=== Problem ===
Set down, word for word, everything from the row containing "Please place a point on the wooden" through the last row below, including both of those rows.

++++++++++

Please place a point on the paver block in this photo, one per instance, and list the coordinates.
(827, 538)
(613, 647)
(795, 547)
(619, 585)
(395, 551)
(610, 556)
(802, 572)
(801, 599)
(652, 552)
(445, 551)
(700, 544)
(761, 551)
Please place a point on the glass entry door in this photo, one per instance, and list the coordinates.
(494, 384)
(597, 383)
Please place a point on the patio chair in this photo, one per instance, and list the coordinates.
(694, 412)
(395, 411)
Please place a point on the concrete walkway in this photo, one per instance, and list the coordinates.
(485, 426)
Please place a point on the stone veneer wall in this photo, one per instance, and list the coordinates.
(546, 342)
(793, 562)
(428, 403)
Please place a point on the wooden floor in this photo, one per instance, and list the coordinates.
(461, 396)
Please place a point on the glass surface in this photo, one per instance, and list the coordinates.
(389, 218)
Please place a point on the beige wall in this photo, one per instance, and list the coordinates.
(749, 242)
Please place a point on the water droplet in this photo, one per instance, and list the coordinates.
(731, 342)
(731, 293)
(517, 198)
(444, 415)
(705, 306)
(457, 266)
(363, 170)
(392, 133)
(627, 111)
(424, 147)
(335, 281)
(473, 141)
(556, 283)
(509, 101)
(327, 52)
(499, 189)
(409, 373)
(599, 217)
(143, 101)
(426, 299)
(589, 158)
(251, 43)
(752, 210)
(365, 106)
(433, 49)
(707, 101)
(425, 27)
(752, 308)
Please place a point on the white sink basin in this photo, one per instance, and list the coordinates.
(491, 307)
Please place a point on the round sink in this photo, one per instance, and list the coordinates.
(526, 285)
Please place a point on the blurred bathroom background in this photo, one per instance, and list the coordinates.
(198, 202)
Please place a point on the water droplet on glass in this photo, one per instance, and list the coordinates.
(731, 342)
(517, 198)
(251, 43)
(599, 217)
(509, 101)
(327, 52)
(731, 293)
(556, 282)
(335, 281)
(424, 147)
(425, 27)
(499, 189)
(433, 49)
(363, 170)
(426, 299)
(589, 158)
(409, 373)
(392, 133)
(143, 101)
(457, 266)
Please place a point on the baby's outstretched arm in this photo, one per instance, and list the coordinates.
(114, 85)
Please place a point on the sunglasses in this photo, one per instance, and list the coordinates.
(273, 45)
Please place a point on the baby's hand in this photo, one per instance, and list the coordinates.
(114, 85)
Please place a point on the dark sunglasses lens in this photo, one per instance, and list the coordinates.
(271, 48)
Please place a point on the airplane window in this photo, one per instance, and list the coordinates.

++++++++++

=== Solution to the exercise ===
Please place a point on the wooden floor in this photo, one per instance, and list the coordinates.
(461, 396)
Please place a point on the glass surface in this photo, one per instance, and list the coordinates.
(389, 218)
Please place a point on the beige wall in this photo, one per instance, and list the coordinates.
(749, 242)
Please place a point on the water droplet in this photo, one per instance, and list the coordinates.
(731, 342)
(731, 293)
(517, 198)
(444, 415)
(705, 306)
(457, 266)
(363, 170)
(392, 133)
(627, 111)
(424, 147)
(335, 281)
(473, 141)
(556, 283)
(509, 101)
(327, 52)
(499, 189)
(409, 373)
(599, 217)
(143, 101)
(426, 299)
(589, 158)
(251, 43)
(752, 210)
(365, 106)
(433, 49)
(707, 101)
(425, 27)
(752, 308)
Please place a point on the white sink basin in this photo, one per instance, and list the coordinates.
(491, 307)
Please place a point on the round sink in this photo, one per instance, and list the coordinates.
(526, 285)
Please place a point on the blurred bathroom background in this photo, one per instance, and list the coordinates.
(198, 202)
Please place a point on the water droplet on glass in this photo, one per instance, and list the coordinates.
(731, 342)
(517, 198)
(251, 43)
(599, 217)
(509, 101)
(327, 52)
(731, 293)
(556, 282)
(335, 281)
(424, 147)
(425, 27)
(499, 189)
(433, 49)
(363, 170)
(426, 299)
(589, 158)
(409, 373)
(392, 133)
(143, 101)
(457, 266)
Please place a point on the baby's outstretched arm in this photo, one per instance, and list the coordinates.
(114, 85)
Please place a point on the sunglasses in this photo, one per instance, and list the coordinates.
(273, 45)
Please place a point on the baby's hand in this photo, one per instance, and list the coordinates.
(114, 85)
Please place a point on the dark sunglasses lens in this photo, one per instance, and list the coordinates.
(271, 48)
Please place a point on the airplane window in this photo, one per instance, and list the coordinates.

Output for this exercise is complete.